*Directions:*
a. Summarize the report on the EU's plan to fund Ukraine's government in two sentences.
b. According to the report on the EU's plan to fund Ukraine's government, how much money did Zelensky tell the IMF he needed each month?
c. In the report on the EU's plan to fund Ukraine's government, reproduce the part that opens with the words containing "Brussels is reportedly" and closes with "for Covid-19 relief.".

Brussels is reportedly considering a ?15 billion bond emission to finance Ukrainian government operations
The European Union is planning to fund the operating expenses of the government in Kiev for at least three months, Politico Europe reported on Monday, citing diplomatic sources. The €15 billion would be raised through a new debt emission, using the template established for Covid-19 relief.
Ukrainian President Volodymyr Zelensky has told the International Monetary Fund (IMF) he needed $7 billion per month ($1 = €0.95) to pay salaries, pensions and other government expenditures. The US has pledged to provide a third of that sum for the next three months. The EU intends to make up the difference with special bonds, according to Politico.
The European Commission (EC) briefed ambassadors of the member countries about the plan on Friday, according to the outlet. It involves issuing debt using guarantees from EU member countries. The scheme is structured along the lines of SURE, the program used to raise €100 billion in aid for EU citizens who lost their jobs due to the Covid-19 lockdowns. That debt was then securitized as bonds ranging from 5-30 years.
"Whenever there's a problem with money, [the Commission] says SURE!" Politico quoted a diplomat as saying.

Collected data entries
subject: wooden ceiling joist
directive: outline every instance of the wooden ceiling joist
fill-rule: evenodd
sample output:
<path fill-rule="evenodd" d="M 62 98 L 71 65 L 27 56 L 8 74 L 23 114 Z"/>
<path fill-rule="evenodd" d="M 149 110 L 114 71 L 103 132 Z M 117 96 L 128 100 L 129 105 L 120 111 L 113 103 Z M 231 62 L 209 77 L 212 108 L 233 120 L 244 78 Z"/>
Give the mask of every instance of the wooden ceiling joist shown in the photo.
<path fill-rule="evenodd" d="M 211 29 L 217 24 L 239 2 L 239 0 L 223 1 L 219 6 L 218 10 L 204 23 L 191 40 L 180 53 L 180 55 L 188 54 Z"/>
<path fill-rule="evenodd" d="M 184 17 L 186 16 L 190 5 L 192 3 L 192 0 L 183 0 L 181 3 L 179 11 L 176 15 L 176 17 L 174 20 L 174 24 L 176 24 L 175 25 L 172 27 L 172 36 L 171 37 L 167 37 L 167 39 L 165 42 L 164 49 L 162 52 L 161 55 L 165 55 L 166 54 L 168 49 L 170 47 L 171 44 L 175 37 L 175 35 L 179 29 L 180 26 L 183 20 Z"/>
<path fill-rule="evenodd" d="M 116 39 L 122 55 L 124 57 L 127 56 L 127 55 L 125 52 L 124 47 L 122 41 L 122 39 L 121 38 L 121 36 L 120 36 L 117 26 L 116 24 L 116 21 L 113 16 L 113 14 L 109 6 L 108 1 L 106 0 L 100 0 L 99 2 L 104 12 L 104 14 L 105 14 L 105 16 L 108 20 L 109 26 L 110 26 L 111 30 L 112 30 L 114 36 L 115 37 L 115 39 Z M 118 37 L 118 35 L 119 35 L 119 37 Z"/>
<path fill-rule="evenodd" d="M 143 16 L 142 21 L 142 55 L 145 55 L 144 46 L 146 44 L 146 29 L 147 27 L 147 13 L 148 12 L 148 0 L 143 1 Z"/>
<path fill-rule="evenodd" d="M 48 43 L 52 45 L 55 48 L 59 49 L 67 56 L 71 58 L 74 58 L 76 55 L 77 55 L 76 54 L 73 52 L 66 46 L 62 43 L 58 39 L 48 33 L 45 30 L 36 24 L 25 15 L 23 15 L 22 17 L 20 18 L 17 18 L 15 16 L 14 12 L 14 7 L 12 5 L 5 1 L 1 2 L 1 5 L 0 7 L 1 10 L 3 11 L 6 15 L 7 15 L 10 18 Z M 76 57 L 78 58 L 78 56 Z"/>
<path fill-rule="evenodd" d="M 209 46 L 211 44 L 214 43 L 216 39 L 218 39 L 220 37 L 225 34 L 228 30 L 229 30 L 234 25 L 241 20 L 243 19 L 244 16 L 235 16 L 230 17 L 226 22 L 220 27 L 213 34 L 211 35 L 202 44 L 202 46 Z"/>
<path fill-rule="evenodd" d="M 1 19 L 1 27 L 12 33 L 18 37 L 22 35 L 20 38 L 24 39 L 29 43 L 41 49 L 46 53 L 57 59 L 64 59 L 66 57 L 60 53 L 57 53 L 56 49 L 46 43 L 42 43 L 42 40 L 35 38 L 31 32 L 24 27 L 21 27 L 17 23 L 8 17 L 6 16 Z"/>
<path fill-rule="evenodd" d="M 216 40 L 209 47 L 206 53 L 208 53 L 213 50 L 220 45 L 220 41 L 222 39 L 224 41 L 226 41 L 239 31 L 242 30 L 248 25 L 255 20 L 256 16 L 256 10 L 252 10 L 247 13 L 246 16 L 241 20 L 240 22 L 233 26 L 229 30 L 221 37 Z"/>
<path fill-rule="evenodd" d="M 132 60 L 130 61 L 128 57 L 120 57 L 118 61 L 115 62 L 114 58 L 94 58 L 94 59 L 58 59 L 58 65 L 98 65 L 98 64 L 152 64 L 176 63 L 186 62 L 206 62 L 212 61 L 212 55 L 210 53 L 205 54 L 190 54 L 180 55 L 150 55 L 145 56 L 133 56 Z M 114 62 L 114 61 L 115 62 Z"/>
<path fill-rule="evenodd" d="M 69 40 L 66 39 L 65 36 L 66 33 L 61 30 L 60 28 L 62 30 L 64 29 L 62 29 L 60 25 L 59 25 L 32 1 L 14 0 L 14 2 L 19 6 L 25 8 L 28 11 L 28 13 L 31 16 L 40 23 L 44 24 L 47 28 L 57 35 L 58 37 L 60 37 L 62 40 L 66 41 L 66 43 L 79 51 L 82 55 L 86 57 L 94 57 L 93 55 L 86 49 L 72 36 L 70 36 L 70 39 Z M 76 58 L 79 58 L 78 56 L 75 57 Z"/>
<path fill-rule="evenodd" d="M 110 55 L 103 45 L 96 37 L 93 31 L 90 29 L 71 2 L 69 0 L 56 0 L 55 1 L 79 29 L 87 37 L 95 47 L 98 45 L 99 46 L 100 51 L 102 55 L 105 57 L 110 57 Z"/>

*Outputs in order:*
a. The European Union is reportedly planning to cover the Kiev government's operating expenses for at least three months by raising €15 billion through a new debt emission modeled on its Covid-19 relief program. The US has pledged a third of the $7 billion per month that Zelensky told the IMF he needs, and the EU intends to make up the difference with special bonds backed by guarantees from member countries.

b. $7 billion per month.

c.
Brussels is reportedly considering a ?15 billion bond emission to finance Ukrainian government operations
The European Union is planning to fund the operating expenses of the government in Kiev for at least three months, Politico Europe reported on Monday, citing diplomatic sources. The €15 billion would be raised through a new debt emission, using the template established for Covid-19 relief.